Work order 1:
Decide whether each statement below agrees with the review of My Own Country. Answer yes or no for each, quoting the words from the review that decide it.
(a) Verghese was one of several infectious disease physicians in his part of eastern Tennessee.
(b) Simon and Schuster published the book in 1994.
(c) Young men came back to Johnson City in the early 1980s.
Work order 2: Carry on the review of My Own Country, starting after its last sentence.

Book Notes
Abraham Verghese, My Own Country: A Doctor’s Story of a Town and Its People in the Age of AIDS (New York: Simon and Schuster, 1994), 352pp.
A guest review by Katie Finlay.
In the 25 years since the AIDS epidemic began its deadly march through human history, we may have forgotten the way things were at the beginning: the incomplete knowledge of the disease, the lack of any effective treatment, the prejudice against the infected. Abraham Verghese wrote of his experience as the sole infectious disease physician in his area of eastern Tennessee. A lovely, semi-rural foothills area, Johnson City was the place young men left for big-city life on the coasts. They made their way back there in the early 1980’s, sick with the disease that caused fever, weakness, cancerous sores, rapid weight loss, and, inevitably, death.

Information supplied:
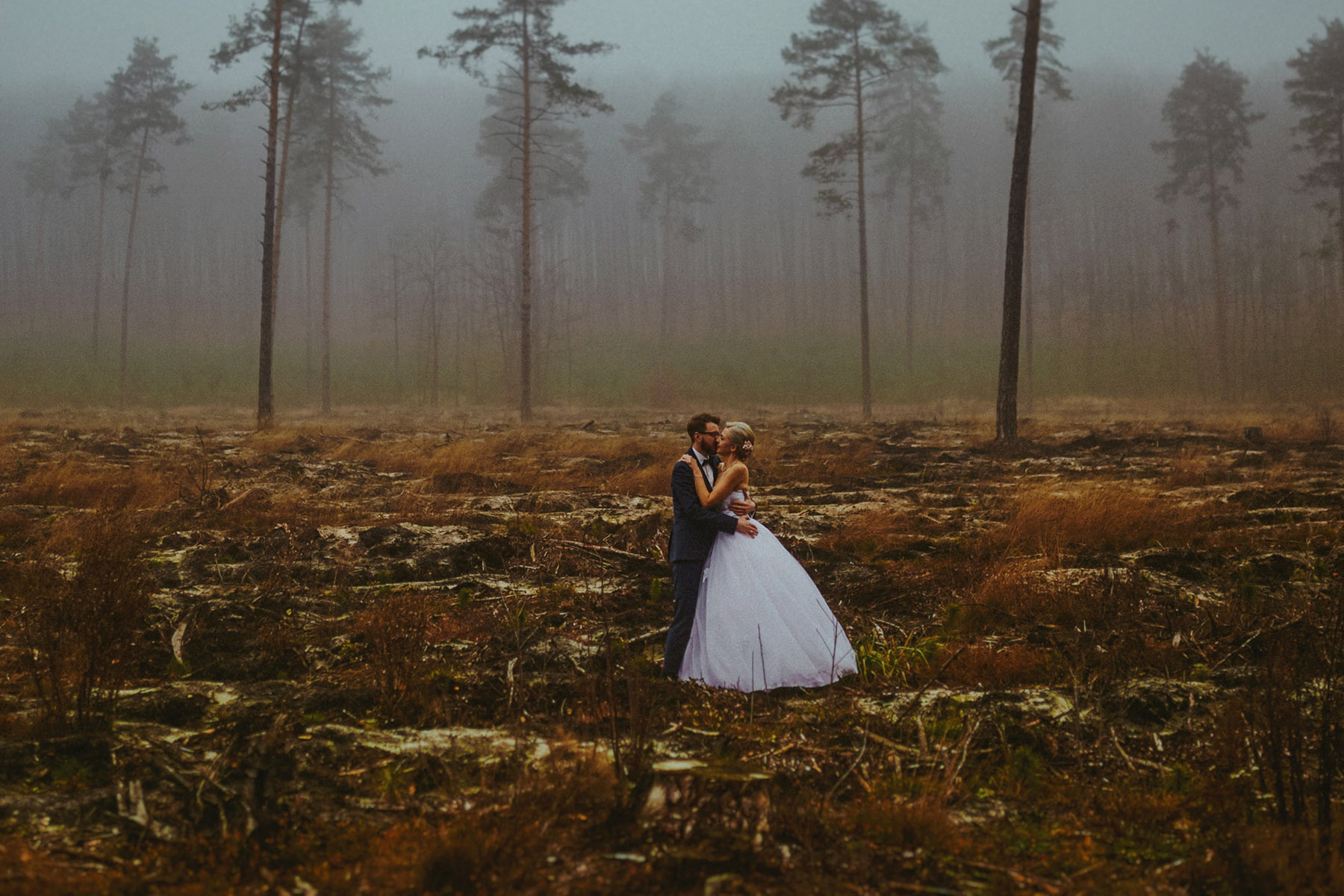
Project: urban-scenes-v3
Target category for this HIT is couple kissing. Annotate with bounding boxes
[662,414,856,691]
...
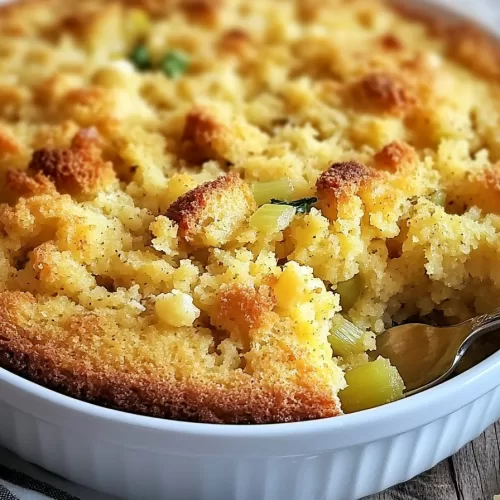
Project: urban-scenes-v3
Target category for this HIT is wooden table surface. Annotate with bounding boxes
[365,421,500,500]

Output 1:
(a) No: "the sole infectious disease physician in his area of eastern Tennessee"
(b) Yes: "(New York: Simon and Schuster, 1994)"
(c) Yes: "They made their way back there in the early 1980’s"

Output 2:
Dr. Verghese is a gifted writer who creates detailed, full-color portraits of his patients, carrying the reader beyond the stereotypes they may have of gay men, hillbillies, hemophiliacs, and church ladies. He also reflects on how his identity as a foreigner both aided and hindered his medical practice in that area (he was born of Indian parents and raised in Ethiopia). His book is a very personal memoir, weaving the story of his frustration at losing patients to death and his deteriorating marriage into the story of the medical details of the illnesses and the community’s responses. Ignorance and fear of transmission caused locals to condemn and shun the infected. Christian faith is shown in a three-dimensional light, not only with accounts of people sneering that the disease is “God’s punishment,” but also with accounts of how faith in God gave people courage to face a terrible death or provided compassion to care for the sick. His account reminds us that the current-day HIV/AIDS situation in parts of Africa is similar: limited medical resources, fear and prejudice, faith and dignity.